WHAT TO DO — Copy out each line of the records below that contains the string "white". Letter case must match.

* begin MATERIAL FOR THIS EXERCISE *

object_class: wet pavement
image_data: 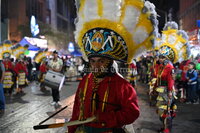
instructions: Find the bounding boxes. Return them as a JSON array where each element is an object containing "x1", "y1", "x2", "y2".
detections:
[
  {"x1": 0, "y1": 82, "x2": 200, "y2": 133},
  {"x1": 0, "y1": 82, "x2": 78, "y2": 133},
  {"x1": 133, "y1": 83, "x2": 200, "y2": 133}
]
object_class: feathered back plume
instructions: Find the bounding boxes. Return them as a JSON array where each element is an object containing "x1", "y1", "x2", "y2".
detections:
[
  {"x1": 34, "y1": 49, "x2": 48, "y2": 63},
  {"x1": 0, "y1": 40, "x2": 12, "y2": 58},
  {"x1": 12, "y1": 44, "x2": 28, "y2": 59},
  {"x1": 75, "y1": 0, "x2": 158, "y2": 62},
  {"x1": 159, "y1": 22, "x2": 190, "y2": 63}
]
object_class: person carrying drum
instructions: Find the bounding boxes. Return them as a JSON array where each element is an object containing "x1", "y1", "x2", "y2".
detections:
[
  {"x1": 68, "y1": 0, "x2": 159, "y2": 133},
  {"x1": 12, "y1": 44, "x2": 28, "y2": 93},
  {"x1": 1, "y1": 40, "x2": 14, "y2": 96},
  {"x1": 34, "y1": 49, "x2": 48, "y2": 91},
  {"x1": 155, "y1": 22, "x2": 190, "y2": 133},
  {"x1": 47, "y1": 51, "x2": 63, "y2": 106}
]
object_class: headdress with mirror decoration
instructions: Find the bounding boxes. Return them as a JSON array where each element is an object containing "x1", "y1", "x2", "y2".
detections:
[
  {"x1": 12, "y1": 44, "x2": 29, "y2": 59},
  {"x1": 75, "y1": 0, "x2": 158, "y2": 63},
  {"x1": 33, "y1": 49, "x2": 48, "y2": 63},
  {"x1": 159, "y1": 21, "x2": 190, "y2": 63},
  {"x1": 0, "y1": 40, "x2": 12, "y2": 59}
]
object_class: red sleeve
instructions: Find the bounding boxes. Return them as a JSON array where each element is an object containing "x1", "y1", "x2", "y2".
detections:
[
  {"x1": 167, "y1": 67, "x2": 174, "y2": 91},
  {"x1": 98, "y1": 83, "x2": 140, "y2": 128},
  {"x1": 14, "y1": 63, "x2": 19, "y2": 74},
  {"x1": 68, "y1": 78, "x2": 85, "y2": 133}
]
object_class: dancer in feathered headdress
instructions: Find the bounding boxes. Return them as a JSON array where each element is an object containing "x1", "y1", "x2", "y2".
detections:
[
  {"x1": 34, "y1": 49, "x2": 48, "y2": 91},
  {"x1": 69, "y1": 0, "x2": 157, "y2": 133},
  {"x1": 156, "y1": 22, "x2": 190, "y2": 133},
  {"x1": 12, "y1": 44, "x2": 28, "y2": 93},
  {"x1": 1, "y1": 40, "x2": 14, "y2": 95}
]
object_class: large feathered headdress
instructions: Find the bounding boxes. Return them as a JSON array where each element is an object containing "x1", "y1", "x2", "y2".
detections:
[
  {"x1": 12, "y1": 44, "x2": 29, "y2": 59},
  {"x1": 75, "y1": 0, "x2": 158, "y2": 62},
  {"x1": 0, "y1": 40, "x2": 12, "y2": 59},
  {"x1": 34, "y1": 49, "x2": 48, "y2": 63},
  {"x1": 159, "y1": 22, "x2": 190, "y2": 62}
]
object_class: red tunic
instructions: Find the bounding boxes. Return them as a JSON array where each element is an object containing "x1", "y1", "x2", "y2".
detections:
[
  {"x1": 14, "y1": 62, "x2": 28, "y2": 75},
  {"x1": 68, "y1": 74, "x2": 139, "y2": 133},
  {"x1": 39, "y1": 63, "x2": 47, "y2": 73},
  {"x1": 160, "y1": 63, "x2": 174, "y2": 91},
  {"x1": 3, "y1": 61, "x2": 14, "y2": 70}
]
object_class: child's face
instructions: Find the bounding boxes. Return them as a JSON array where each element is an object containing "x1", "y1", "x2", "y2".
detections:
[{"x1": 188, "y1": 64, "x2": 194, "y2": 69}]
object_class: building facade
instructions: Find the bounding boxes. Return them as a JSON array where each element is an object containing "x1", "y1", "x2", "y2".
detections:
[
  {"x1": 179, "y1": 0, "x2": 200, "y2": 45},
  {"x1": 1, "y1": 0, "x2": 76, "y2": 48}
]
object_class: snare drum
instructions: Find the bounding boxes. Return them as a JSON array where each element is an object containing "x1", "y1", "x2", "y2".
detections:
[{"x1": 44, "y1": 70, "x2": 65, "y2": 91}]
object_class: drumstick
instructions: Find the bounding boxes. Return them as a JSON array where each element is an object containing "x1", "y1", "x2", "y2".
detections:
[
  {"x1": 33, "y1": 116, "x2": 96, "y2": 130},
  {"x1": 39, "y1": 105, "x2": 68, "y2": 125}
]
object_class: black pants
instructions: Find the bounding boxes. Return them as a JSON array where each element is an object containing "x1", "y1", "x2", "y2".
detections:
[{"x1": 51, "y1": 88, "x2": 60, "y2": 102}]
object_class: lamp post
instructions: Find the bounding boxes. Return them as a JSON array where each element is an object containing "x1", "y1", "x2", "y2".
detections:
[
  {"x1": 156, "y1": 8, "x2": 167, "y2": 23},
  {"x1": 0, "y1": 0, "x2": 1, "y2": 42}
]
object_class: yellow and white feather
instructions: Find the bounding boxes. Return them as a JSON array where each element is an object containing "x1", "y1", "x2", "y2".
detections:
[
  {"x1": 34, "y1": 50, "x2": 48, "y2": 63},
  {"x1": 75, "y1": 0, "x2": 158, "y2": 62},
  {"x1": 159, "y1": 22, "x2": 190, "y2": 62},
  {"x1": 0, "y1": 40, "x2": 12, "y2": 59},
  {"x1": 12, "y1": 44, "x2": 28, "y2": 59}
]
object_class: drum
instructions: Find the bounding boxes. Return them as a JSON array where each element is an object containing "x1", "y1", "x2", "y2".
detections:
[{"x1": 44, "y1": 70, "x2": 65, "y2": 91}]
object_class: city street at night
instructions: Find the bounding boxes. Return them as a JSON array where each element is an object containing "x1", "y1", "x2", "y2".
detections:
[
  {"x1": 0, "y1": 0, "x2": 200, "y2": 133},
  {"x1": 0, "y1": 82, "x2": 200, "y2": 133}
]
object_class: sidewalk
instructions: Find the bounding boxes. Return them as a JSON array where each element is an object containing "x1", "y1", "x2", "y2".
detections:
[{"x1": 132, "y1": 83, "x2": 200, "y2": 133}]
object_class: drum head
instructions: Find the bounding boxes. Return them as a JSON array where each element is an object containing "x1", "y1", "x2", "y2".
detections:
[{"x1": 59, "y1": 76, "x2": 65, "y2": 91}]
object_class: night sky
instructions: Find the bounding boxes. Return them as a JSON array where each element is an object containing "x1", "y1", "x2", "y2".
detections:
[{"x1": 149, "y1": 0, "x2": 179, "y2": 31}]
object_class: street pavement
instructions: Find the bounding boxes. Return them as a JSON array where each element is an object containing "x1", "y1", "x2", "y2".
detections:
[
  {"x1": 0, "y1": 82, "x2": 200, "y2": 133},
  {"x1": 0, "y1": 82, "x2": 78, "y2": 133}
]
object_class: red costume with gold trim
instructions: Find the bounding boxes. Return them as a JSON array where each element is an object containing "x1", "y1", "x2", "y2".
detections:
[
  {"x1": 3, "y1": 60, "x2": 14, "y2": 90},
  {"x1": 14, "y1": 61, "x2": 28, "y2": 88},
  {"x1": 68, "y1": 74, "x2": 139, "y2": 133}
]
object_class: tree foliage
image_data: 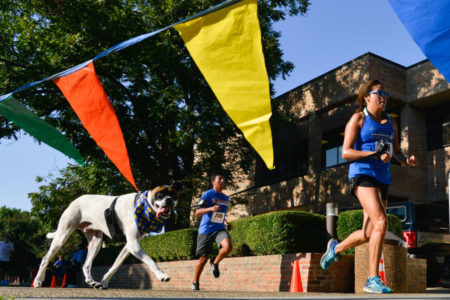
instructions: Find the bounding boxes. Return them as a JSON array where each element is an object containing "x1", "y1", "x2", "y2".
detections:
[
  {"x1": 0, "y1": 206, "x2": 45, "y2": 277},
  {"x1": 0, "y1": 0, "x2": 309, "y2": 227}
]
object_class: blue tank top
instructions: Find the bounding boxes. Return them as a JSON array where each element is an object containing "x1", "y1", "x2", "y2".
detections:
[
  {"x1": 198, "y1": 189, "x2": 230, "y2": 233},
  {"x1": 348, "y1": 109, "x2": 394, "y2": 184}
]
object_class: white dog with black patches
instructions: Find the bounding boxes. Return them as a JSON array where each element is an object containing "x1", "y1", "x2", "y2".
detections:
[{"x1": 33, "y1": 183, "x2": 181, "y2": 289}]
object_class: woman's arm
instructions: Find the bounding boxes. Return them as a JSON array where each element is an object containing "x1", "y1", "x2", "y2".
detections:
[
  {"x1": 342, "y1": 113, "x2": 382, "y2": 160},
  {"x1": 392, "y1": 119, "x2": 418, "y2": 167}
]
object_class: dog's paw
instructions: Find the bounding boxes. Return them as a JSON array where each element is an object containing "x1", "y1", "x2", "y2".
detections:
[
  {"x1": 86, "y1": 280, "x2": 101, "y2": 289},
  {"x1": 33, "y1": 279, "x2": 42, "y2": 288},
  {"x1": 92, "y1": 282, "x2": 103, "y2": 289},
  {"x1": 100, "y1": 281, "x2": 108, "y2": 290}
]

* end MATERIAL FOR THIS EXERCISE *

THE SOLUTION —
object_class: yellow and white feather
object_class: white dog with black patches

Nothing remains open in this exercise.